> [EXCERPT TO READ]
****

By Robert Longley, About.com

When you put 49 recognized visionaries together for two days in a windowless room, in the middle of the New Mexico desert, and ask them to talk about the future of things like war, terrorism, women's rights and globalization, some fascinating questions come up.

For example: Will women's rights survive the battle against religious extremism? Will the military use the elderly to monitor remote battlefields, thus freeing younger people for other tasks? Will online "blogs" reduce the influence of conventional media? Will international consortiums form their own armies? And will online banking affect national borders, becoming a primary source of e-globalization, virtual money laundering, and terrorist funding?

The 49 visionaries, along with their widely varied outlooks, gathered in the stark quarters of the Sandia National Laboratories’ Advanced Concept Group (ACG) in late September for the latest of what Sandia Labs likes to call "think-fests" to investigate long-range problems that could impact national and global security. And, as a National Nuclear Security Administration laboratory, Sandia hopes the visiting visionaries come up with some long-range solutions.

Discussing the future or war and peace were people from U.S. Special Forces and from conciliation groups. There were social and political and educational theorists. And there were people who know how to blow things up. There were people on third careers after spending decades in the military and people just starting out with degrees from Harvard. Eighteen were Sandia employees.

The visionaries were tasked with a single assignment: create four versions of the world as it might exist in 2025; inclusive globalization, pernicious globalization, regional competition, and a post-polar world where everyone works together and the U.S., while still considered the world's most powerful nation, no longer commands global dominance.

While no one conclusion emerged, there were many worth of further mind-play.

By 2025:

  • While in the past, the U.S. had resisted becoming dependent on a single supplier for strategic goods, it is now strategically dependent on China for consumer goods and credit.

  • The military will increasingly be concerned with peacekeeping and peacemaking; it will need a negotiating capacity, and a capacity to rebuild.

  • There will be “a rise in American humility, an acceptance that we can’t do everything and be everywhere.”

  • The military will focus on the remotely-controlled, less-manned battlefield. "Get in, get out, with no boots on the ground."

  • “We want the world to love us more, while getting all the things we got by being mean.”

  • Chinese military R&D funding is smaller than the U.S. but pays its researchers only 1/50 as much, so the amount of research done may be more similar than it seems.

  • Worldwide business consortiums may build their own armies to protect their investments.

  • Headline from 2025: “OPEC crashes; Muslims, anti-green terrorists blame U.S., China, EU” [because of fast rise of ‘green’ energy].

  • A continental state will be formed of Canada, the U.S., and Mexico, ending our border problems.

  • Adding anthropologists and sociologists to the mix of lawyers and military people who currently make most military decisions will provide more insight into what the U.S. will run into in places like Iraq.

    You may notice that most of these predictions assume an overall decrease in the actual or perceived military power of the U.S. by 2025. At least one of the visionaries, Alan Williams an engineer in charge of the Georgia Tech Research Institute’s Future Threat Initiative, objected. “[Most of] these assumptions are that the U.S. won’t be the dominant military power in 2025," said Williams. "It’s my job to see that it remains so, and I believe that it will."

****

> [Segmentation labeling records]
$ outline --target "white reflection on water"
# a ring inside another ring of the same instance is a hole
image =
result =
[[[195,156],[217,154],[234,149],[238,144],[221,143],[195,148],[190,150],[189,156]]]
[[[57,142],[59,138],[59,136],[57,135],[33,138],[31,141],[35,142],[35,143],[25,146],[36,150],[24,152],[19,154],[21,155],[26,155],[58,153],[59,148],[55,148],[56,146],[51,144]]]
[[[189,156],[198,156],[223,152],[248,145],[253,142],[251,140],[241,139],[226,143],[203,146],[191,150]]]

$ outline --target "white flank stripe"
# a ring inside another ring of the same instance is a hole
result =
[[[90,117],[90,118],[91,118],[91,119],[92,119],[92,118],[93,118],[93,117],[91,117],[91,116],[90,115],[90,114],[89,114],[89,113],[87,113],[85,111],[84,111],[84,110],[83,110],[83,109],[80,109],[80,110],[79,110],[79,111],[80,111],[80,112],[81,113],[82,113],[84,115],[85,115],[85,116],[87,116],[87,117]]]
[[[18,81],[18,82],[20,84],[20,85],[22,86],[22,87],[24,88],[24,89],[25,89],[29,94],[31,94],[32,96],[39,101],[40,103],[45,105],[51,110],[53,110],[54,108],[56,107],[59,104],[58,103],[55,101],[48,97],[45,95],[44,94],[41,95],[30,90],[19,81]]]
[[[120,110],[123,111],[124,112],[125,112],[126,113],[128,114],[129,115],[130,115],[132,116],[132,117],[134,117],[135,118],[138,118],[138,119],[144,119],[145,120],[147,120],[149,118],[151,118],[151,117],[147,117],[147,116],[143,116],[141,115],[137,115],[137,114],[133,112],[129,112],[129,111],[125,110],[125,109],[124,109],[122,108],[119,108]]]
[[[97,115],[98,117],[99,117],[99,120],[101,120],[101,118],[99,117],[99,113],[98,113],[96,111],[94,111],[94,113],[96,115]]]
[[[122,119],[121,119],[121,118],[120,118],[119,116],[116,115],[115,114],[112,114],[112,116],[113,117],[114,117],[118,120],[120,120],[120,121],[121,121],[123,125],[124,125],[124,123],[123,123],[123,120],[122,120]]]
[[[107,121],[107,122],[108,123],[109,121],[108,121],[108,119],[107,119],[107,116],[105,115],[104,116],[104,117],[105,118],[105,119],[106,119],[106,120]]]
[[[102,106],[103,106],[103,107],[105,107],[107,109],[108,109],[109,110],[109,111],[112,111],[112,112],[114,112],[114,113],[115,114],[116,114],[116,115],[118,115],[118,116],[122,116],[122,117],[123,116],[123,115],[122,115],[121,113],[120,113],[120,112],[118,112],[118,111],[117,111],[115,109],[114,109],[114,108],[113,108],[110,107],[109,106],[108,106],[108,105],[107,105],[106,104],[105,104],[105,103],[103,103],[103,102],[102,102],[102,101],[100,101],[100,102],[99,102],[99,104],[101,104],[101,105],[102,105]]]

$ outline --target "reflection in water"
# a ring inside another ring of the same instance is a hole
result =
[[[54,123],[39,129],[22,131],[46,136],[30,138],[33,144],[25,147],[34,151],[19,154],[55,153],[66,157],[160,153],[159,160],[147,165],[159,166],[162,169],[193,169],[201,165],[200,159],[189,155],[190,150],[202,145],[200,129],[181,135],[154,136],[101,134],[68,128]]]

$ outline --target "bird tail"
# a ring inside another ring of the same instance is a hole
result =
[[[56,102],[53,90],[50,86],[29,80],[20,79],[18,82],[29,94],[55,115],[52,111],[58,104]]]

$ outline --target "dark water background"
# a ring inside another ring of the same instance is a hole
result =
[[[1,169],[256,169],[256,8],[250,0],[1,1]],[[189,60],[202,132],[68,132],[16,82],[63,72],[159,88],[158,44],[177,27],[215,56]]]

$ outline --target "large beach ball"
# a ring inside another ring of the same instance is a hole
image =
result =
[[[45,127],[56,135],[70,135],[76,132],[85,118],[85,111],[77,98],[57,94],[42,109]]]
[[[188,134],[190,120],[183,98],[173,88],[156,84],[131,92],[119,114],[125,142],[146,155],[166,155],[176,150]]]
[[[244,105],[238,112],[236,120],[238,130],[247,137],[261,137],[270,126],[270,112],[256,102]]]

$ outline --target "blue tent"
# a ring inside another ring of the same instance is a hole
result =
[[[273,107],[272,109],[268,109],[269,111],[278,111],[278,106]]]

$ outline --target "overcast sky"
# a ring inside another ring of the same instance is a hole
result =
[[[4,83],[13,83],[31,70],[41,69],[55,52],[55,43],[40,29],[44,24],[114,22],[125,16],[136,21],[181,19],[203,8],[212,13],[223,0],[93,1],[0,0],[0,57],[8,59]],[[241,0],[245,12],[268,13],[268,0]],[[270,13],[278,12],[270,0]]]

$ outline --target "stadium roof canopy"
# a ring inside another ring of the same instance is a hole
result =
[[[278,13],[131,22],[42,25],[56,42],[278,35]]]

****

> [EXERCISE OBJECTIVE] According to the article on the Sandia think-fest, how many of the 49 visionaries were Sandia employees? Rely only on the article for answers.

> [OUTPUT OF THE EXERCISE] Eighteen.